**WHAT YOU HAVE TO DO**
Return, word for word, the lines of the records that begin at the line containing "Every <instance> should" and end after the line containing "box: [207, 369, 301, 431]", with both of those lines included.

**INPUT RECORDS**
• • • •
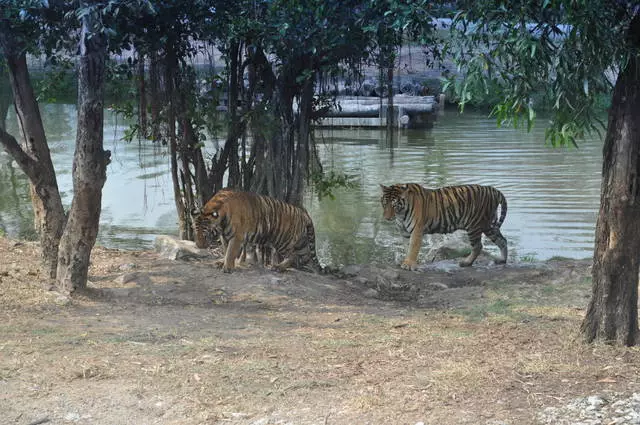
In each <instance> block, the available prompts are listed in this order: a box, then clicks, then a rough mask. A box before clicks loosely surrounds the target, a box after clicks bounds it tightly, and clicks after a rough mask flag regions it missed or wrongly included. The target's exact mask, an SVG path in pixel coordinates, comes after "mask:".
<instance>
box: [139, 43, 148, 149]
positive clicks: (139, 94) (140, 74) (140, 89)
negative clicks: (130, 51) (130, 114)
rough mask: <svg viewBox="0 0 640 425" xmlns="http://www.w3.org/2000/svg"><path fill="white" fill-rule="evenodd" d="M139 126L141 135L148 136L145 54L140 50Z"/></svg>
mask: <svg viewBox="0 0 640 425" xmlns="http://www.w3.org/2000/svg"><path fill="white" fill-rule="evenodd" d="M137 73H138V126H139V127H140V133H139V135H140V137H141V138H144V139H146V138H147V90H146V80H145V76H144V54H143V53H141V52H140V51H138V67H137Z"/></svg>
• • • •
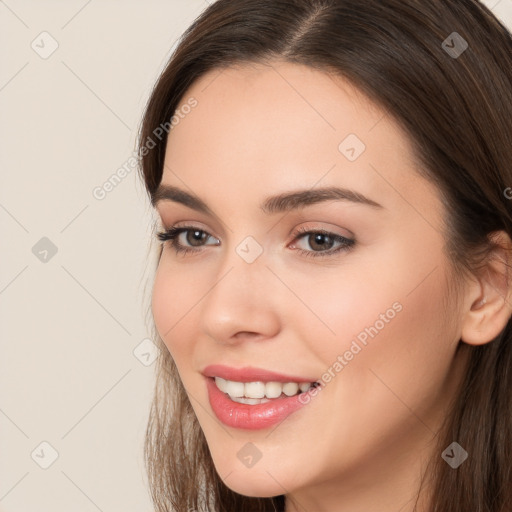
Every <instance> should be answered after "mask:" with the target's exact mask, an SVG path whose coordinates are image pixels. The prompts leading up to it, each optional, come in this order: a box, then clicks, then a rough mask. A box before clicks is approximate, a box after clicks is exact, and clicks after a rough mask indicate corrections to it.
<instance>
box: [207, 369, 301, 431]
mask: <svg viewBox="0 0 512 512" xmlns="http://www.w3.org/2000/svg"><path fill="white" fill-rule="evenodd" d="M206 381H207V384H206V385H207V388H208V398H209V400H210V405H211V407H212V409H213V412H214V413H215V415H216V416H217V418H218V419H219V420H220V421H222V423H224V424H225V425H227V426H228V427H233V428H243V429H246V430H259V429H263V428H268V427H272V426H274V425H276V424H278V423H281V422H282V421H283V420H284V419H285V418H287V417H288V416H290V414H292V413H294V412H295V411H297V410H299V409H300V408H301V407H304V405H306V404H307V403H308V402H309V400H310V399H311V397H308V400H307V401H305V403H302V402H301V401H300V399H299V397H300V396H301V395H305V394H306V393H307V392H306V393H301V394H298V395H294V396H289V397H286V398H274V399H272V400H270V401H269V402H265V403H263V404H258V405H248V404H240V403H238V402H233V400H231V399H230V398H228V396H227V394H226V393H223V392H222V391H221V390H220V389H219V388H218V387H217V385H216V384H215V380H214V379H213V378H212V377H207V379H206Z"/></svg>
• • • •
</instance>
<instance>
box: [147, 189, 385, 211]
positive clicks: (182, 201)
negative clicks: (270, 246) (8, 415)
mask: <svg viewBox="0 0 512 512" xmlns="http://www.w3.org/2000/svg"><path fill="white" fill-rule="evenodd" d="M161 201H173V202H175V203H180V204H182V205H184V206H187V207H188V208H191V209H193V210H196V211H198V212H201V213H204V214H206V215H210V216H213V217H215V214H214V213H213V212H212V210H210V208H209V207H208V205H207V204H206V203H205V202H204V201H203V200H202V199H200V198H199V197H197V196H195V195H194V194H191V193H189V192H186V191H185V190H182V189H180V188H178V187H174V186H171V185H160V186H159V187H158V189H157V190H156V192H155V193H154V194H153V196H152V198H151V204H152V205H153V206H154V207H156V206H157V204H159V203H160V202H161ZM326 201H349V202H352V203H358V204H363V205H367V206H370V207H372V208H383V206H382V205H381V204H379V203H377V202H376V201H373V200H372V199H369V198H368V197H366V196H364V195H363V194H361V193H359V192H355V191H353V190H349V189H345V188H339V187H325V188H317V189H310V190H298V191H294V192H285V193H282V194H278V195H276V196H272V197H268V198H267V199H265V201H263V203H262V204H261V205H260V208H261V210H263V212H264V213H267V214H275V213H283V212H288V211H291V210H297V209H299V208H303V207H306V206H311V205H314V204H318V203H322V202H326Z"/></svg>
• • • •
**FINISHED TASK**
Every <instance> should be answered after "mask:" with the target's exact mask, an SVG path whose coordinates are image pixels. The prompts leading up to it, each optional, come in this order: a box, then clicks, then a rough mask. A box before clicks is approximate, a box after clicks is exact, and clicks after a rough mask indicate corrections to it.
<instance>
box: [207, 369, 301, 431]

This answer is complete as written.